• **What you will do**:
Rewrite every entry with "play-diagram feed" replaced by "scouting feed", keeping everything else the same.
— START —
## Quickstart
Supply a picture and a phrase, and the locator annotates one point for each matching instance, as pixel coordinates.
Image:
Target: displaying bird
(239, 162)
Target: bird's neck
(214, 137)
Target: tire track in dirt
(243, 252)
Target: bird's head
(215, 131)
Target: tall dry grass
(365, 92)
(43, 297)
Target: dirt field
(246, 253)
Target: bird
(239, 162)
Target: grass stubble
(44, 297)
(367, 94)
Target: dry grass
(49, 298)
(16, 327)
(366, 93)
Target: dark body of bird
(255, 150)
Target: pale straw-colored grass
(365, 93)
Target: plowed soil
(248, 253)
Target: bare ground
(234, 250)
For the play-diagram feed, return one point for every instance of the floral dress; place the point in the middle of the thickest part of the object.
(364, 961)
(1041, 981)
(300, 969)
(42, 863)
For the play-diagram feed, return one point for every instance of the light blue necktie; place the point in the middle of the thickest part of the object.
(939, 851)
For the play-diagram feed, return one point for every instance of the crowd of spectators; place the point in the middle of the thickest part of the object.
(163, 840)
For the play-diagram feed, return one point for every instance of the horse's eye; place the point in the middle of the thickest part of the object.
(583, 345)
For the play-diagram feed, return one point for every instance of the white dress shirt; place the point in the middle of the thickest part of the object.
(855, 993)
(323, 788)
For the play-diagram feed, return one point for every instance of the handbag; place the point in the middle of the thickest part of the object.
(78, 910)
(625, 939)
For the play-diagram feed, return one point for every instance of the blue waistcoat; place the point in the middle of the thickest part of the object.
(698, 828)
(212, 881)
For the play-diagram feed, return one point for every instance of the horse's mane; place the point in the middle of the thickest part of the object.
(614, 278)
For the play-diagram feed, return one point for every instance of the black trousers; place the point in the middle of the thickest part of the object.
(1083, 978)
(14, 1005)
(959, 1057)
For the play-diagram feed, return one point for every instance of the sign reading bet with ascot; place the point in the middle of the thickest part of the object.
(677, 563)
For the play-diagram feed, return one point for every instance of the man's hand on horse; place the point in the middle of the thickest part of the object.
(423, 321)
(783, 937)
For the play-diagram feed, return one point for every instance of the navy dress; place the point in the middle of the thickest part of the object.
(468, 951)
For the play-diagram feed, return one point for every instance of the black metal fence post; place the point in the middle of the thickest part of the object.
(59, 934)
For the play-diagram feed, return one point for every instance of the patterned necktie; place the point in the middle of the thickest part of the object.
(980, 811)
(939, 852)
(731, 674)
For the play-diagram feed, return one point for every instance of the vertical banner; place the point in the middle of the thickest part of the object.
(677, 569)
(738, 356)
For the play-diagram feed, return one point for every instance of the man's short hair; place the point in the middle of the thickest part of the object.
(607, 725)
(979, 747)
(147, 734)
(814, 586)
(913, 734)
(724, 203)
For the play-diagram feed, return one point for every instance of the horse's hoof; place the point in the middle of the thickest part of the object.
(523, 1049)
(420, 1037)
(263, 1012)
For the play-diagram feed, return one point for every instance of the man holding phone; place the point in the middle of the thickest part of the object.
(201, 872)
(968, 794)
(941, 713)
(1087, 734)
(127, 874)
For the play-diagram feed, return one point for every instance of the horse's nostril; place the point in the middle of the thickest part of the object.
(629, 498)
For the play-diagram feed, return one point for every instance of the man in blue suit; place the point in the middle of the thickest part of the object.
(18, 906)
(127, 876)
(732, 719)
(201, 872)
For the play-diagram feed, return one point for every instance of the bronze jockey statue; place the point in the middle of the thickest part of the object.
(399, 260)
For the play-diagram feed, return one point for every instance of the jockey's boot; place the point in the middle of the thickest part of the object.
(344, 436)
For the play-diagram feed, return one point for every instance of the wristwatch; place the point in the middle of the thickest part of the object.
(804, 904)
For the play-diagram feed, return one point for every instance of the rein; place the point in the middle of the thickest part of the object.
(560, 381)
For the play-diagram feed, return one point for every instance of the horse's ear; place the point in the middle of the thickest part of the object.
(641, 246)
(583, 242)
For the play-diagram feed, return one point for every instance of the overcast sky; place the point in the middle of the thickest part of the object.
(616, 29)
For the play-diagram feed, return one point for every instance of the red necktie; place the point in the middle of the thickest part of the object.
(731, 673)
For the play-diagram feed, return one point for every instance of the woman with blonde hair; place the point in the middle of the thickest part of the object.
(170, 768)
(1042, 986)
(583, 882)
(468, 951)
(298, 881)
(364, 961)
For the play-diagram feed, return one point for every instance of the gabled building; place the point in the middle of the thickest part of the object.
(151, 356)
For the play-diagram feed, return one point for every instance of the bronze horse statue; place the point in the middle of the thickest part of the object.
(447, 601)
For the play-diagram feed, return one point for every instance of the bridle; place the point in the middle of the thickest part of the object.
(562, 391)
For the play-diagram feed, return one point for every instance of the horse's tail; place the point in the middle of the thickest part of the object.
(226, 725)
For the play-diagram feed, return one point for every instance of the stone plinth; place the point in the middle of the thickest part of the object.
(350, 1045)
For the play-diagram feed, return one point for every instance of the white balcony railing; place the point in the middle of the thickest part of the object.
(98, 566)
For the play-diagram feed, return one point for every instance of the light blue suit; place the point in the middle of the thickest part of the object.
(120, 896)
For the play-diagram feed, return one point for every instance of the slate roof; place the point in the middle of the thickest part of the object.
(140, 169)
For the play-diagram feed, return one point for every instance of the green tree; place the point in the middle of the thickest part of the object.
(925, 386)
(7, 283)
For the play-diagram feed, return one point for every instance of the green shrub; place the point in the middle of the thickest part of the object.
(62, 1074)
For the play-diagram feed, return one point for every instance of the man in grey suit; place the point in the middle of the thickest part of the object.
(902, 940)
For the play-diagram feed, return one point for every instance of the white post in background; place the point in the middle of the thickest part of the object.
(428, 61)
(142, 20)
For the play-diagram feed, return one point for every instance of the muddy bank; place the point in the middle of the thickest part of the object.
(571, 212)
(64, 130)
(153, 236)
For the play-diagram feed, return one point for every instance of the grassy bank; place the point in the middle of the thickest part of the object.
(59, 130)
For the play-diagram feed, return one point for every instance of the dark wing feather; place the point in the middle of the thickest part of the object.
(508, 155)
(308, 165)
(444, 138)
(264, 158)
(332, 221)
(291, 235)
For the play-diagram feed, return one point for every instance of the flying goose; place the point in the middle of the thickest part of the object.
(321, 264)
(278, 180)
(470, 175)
— END —
• **In response**:
## Quickstart
Supply a picture and a phrase, and the locator annotates one point for each matching instance, as pixel coordinates.
Image:
Target: displaying bird
(239, 162)
Target: bird's neck
(214, 137)
Target: tire track in dirt
(243, 252)
Target: bird's head
(215, 131)
Target: tall dry grass
(365, 92)
(43, 297)
Target: dirt field
(246, 253)
Target: bird
(239, 162)
Target: grass stubble
(44, 297)
(367, 94)
Target: dry grass
(49, 298)
(16, 327)
(366, 93)
Target: dark body of bird
(255, 150)
Target: pale straw-colored grass
(365, 93)
Target: plowed soil
(248, 253)
Target: bare ground
(234, 250)
For the scouting feed, return one point for every instance of the floral dress; place the point in the middle of the thickest part of the object.
(364, 961)
(1041, 981)
(300, 969)
(42, 863)
For the scouting feed, return one point for every instance of the light blue necktie; place the point in the middle of the thickest part of the object.
(939, 851)
For the scouting feed, return one point for every instance of the crowd of spectators; place the point in the middle of the thickest part of the object.
(163, 840)
For the scouting feed, return one point for every instance of the horse's eye; place the point in the middle of the thickest part of the object.
(583, 345)
For the scouting feed, return one point for every instance of the white dress shirt; place the point in the middle of the thickest part of the object.
(855, 993)
(323, 788)
For the scouting feed, return one point for every instance of the handbag; place the point in the middle of the thickest part of the object.
(78, 910)
(625, 939)
For the scouting feed, return one point for every instance of the blue waistcoat; place the point in the middle of the thickest part of the object.
(698, 828)
(212, 881)
For the scouting feed, return one point for every instance of the horse's mane; place the point in the middle of the thickest part of the object.
(614, 278)
For the scouting feed, return one point for every instance of the black trousers; place the point in the middle of the thickest part of the object.
(1083, 978)
(14, 1005)
(959, 1057)
For the scouting feed, return one point for every instance of the sign reading bet with ascot; place the point in the middle of the thickest part of the object.
(677, 563)
For the scouting feed, return one point for every instance of the man's hand on horse; place the point in the middle of the thickest part of the object.
(423, 321)
(783, 937)
For the scouting feed, return one point for every instance of the navy dress; place the point in the middle of the thickest part of the object.
(468, 951)
For the scouting feed, return one point for every instance of the black metal fence post; place the point in the middle of the thickest part of the object.
(59, 934)
For the scouting feed, return one point for every instance of the patterned necktie; place the point in the middle of the thickest part of the object.
(980, 811)
(939, 852)
(731, 674)
For the scouting feed, return one point for every instance of the vertical banner; place the point in the middle of the thickest part of the object.
(677, 569)
(738, 356)
For the scouting feed, return one point for every instance of the man's short hair; place the point in the middle of the thickest part of the object.
(607, 725)
(979, 747)
(147, 734)
(814, 586)
(913, 734)
(724, 203)
For the scouting feed, return one point for every instance of the horse's hoof; place the point in the middle of the thickest part of the object.
(523, 1049)
(420, 1037)
(263, 1012)
For the scouting feed, return one point for every instance of the man holding phone; place the point in the middle of the thickest part of the object.
(201, 872)
(968, 794)
(941, 713)
(1087, 734)
(127, 874)
For the scouting feed, return one point for every instance of the horse's nostril; place the point in the middle of the thickest part of the object.
(629, 498)
For the scouting feed, return one point for every instance of the man in blue suit; place the point in the middle of the thickest part of the object.
(18, 906)
(127, 876)
(732, 719)
(201, 872)
For the scouting feed, return one point for every instance of the bronze jockey statue; place the point in the middle of the thickest part of the object.
(399, 260)
For the scouting feed, return one point for every instance of the jockey's boot; place the point in the middle of the thickest part of the object.
(344, 436)
For the scouting feed, return one point for every instance of the wristwatch; place the point in the middle of the thickest part of the object.
(804, 904)
For the scouting feed, return one point for every instance of the rein; place the point in the middle of the thickest part of the object.
(560, 381)
For the scouting feed, return one point for every instance of the horse's ear; place the point in the middle of the thickest part of the object.
(641, 246)
(583, 242)
For the scouting feed, return one point for every instance of the overcast sky; place the point in the middle of the thickest part of the object.
(616, 29)
For the scouting feed, return one point for every instance of the red necktie; place the point in the middle of the thickest part of the object.
(731, 673)
For the scouting feed, return one point for every instance of the woman with blonde hair; place the point in the middle of the thickest part of the object.
(170, 768)
(1042, 986)
(583, 882)
(468, 951)
(298, 881)
(364, 961)
For the scouting feed, return one point for every instance of the gabled building; place the point in the middle of the thickest part of the object.
(151, 356)
For the scouting feed, return one point for every instance of the bronze horse statue; place the point in the middle of the thickest part of the object.
(447, 601)
For the scouting feed, return one point for every instance of the bridle; place the point in the middle of the thickest part of the object.
(562, 391)
For the scouting feed, return one point for every instance of the horse's tail; place the point in the middle of the thickest part of the object.
(226, 725)
For the scouting feed, return one point for every instance of the stone plinth; place the point in the middle of the thickest part of the object.
(350, 1045)
For the scouting feed, return one point for every instance of the white balcony railing; place the point in the middle of the thickest part of the object.
(98, 566)
For the scouting feed, return one point for every instance of the light blue suit; place the point in the middle of the thickest part of the object.
(120, 896)
For the scouting feed, return one point for every instance of the slate roof; place the point in the middle of the thickest part of the object.
(140, 169)
For the scouting feed, return one point for every instance of the green tree; place the point in the middle of the thickest part of the object.
(925, 386)
(7, 283)
For the scouting feed, return one point for every instance of the green shrub; place the point in the middle of the thickest part of the object.
(62, 1074)
For the scouting feed, return one point for every instance of the man in grey suit; place the point in the middle of the thickest part of the object.
(902, 940)
For the scouting feed, return one point for every instance of the white post in background; place the point in the middle of the thickest part of the object.
(428, 61)
(142, 20)
For the scouting feed, return one point for every instance of the muddy bank; place the point in the middle of the thickest part of the object.
(571, 212)
(64, 130)
(153, 236)
For the scouting feed, return one point for every instance of the grassy bank; place the point in the middle of the thickest part of the object.
(59, 130)
For the scouting feed, return one point for every instance of the dark wing feather; place the point in the middle of the thickest part of the object.
(508, 155)
(308, 165)
(444, 138)
(264, 158)
(332, 221)
(291, 235)
For the scouting feed, return one point for every instance of the flying goose; place the point in the middle of the thickest part of the object.
(321, 264)
(278, 180)
(470, 175)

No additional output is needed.